:: INSTRUCTIONS FOR THE TASK ::
Copy out every line of the material below, unchanged and in the same order.

_____

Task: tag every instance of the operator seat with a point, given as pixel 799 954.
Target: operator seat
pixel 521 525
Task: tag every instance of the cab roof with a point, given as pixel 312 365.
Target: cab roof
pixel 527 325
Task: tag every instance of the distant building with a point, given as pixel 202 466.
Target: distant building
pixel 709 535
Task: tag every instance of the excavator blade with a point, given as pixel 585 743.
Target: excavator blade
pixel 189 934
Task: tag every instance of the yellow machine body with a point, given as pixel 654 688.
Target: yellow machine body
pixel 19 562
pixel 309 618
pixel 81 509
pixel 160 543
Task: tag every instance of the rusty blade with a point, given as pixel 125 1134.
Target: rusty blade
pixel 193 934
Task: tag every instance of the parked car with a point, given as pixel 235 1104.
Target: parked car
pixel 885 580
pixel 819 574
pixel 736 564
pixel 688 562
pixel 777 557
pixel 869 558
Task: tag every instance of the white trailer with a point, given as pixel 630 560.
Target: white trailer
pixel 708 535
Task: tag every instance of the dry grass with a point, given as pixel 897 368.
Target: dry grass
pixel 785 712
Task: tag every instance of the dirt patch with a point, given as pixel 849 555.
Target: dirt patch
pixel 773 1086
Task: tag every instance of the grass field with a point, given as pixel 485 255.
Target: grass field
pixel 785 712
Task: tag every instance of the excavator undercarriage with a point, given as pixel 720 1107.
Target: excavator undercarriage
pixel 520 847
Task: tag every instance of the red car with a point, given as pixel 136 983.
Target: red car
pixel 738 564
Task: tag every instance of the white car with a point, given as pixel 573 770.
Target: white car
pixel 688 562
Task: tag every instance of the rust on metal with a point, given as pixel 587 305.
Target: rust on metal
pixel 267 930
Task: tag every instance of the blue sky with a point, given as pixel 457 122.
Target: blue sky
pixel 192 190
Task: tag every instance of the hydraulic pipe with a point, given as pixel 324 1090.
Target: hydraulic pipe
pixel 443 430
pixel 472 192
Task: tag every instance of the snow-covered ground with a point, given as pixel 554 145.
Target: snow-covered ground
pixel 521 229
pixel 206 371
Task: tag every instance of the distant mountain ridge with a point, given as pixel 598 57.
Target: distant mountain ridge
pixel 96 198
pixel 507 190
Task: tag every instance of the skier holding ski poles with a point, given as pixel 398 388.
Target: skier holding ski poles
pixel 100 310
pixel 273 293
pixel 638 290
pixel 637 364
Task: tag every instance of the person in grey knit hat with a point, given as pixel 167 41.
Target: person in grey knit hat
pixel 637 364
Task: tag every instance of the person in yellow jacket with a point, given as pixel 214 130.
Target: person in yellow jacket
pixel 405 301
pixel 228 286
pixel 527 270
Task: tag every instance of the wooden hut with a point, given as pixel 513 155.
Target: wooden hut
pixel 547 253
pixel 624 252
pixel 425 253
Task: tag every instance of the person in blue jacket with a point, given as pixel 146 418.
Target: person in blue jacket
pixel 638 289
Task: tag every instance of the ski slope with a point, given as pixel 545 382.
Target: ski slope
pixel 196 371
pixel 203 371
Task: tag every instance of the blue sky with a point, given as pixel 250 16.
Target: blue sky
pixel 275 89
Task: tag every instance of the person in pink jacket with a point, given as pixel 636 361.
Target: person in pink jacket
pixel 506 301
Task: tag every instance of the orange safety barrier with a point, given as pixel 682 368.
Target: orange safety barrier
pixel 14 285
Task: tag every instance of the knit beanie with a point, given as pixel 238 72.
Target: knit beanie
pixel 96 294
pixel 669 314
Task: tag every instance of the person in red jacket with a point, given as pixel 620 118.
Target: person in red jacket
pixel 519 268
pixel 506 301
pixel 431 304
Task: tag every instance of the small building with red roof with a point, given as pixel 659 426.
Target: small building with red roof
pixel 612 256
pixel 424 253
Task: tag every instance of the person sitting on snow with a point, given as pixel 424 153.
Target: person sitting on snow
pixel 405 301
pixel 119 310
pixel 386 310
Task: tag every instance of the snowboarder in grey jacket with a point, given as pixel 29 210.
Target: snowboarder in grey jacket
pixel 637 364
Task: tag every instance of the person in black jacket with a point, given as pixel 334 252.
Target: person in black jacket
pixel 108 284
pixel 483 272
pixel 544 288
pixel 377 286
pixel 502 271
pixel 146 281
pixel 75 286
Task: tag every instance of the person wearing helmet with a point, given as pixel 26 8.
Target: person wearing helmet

_____

:: WRITTEN ANSWER ::
Task: tag every instance of the operator seat with a point, given as pixel 799 954.
Target: operator seat
pixel 521 525
Task: tag every instance of the cab roof with a point, given as pixel 312 365.
Target: cab roof
pixel 527 325
Task: tag every instance of the distant building with a point, given as pixel 202 466.
Target: distant building
pixel 709 535
Task: tag every instance of the excavator blade with a point, given as pixel 585 743.
Target: excavator blade
pixel 189 934
Task: tag every instance of the yellow machine body with a point, given as pixel 654 688.
Target: yellow machine body
pixel 19 562
pixel 309 618
pixel 81 509
pixel 160 543
Task: tag every instance of the rusty blade with a point, given as pixel 125 1134.
Target: rusty blade
pixel 193 934
Task: tag every instance of the parked car with a point, given as pixel 235 1104.
Target: parked car
pixel 885 580
pixel 819 574
pixel 736 564
pixel 688 562
pixel 777 557
pixel 869 558
Task: tag every instance of the white trailer with a point, given as pixel 630 560.
Target: white trailer
pixel 708 535
Task: tag every instance of the dry grass with a point, given as pixel 897 368.
Target: dry grass
pixel 785 712
Task: tag every instance of the dirt patch with a point, given as pixel 849 555.
Target: dirt patch
pixel 773 1086
Task: tag every instance of the grass field with a point, given as pixel 485 255.
Target: grass field
pixel 785 712
Task: tag every instance of the excavator undercarriage with a point, given as pixel 720 1107.
Target: excavator undercarriage
pixel 520 847
Task: tag every instance of the red car with a point, given as pixel 136 983.
Target: red car
pixel 738 564
Task: tag every instance of the white car with a point, given as pixel 573 770.
Target: white car
pixel 688 562
Task: tag every instance of the rust on metal with a point, given as pixel 587 305.
Target: rust on metal
pixel 267 930
Task: tag every instance of the blue sky with a point, given as pixel 457 122.
Target: blue sky
pixel 192 190
Task: tag every instance of the hydraulic pipe with a point, given as pixel 324 1090.
Target: hydraulic pipe
pixel 443 430
pixel 472 192
Task: tag every instance of the snow-covered ground with a point, given as pixel 554 145.
Target: snow-covered ground
pixel 521 229
pixel 206 371
Task: tag every instance of the distant mountain ridge with a point, given as pixel 598 57.
Target: distant mountain ridge
pixel 96 198
pixel 507 190
Task: tag every instance of the skier holding ski poles with a point, given as pixel 398 388.
Target: skier holding ski poles
pixel 100 310
pixel 273 293
pixel 638 290
pixel 637 364
Task: tag every instance of the person in grey knit hat with a point, given as pixel 167 41.
Target: person in grey knit hat
pixel 637 364
Task: tag every instance of the person in yellow jacket with a point, given as pixel 214 130.
Target: person in yellow jacket
pixel 405 301
pixel 228 286
pixel 527 270
Task: tag every instance of the wooden hut with a point, given as pixel 513 155.
Target: wooden hut
pixel 547 253
pixel 624 252
pixel 425 253
Task: tag every instance of the person in blue jacket with a point, given as pixel 146 418.
Target: person in blue jacket
pixel 638 289
Task: tag every instance of the ski slope with a point, given as pixel 545 382.
Target: ski slope
pixel 196 371
pixel 203 371
Task: tag every instance of the blue sky with a point, given as pixel 250 16.
Target: blue sky
pixel 275 89
Task: tag every instance of the person in pink jacket with a point, given as pixel 636 361.
Target: person in pink jacket
pixel 506 301
Task: tag every instance of the orange safety barrier with a point, given as pixel 682 368.
Target: orange safety barrier
pixel 14 285
Task: tag every instance of the knit beanie with a point, given as pixel 238 72.
Target: knit beanie
pixel 96 294
pixel 669 314
Task: tag every instance of the person in red jacket with a point, given as pixel 620 118.
Target: person in red jacket
pixel 519 268
pixel 506 301
pixel 431 304
Task: tag every instance of the small building with red roof with a point, given as pixel 659 426.
Target: small building with red roof
pixel 612 256
pixel 424 253
Task: tag every instance of the person sitting on snow with a point, given as pixel 424 153.
Target: person sitting on snow
pixel 405 301
pixel 119 310
pixel 386 310
Task: tag every instance of the snowboarder in grey jacket with a point, given as pixel 29 210.
Target: snowboarder in grey jacket
pixel 637 364
Task: tag every instance of the person in black jacket with a point, given as pixel 334 252.
Target: person in black jacket
pixel 108 284
pixel 483 272
pixel 544 288
pixel 377 286
pixel 502 271
pixel 146 281
pixel 75 286
Task: tag every instance of the person wearing helmet with a point, given as pixel 26 8.
Target: person wearing helmet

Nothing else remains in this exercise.